Within the entries below, how many lines carry the word "dark"? State the number and stop.
'''
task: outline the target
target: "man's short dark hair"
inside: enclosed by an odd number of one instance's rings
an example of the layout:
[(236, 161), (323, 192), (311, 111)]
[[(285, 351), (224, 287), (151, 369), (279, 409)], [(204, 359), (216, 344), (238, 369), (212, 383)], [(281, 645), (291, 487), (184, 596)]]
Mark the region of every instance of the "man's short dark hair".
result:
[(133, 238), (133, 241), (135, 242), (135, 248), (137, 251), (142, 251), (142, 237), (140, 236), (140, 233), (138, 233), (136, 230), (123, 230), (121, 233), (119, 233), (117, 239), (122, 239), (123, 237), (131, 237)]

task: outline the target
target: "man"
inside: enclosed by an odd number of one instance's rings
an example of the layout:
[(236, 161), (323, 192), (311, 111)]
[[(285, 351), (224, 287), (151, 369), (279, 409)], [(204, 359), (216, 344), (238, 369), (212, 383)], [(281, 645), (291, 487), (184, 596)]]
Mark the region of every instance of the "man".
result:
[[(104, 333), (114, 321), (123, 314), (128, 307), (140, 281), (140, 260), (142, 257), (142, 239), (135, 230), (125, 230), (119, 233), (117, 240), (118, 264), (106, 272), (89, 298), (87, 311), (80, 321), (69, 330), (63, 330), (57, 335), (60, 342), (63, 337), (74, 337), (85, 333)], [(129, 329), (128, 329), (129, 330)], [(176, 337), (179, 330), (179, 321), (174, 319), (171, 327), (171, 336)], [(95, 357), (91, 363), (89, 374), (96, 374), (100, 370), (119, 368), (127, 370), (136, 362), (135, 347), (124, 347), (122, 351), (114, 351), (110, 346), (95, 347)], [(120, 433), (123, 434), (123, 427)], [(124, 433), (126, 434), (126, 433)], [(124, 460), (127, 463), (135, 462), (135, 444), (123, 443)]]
'''
FINAL ANSWER:
2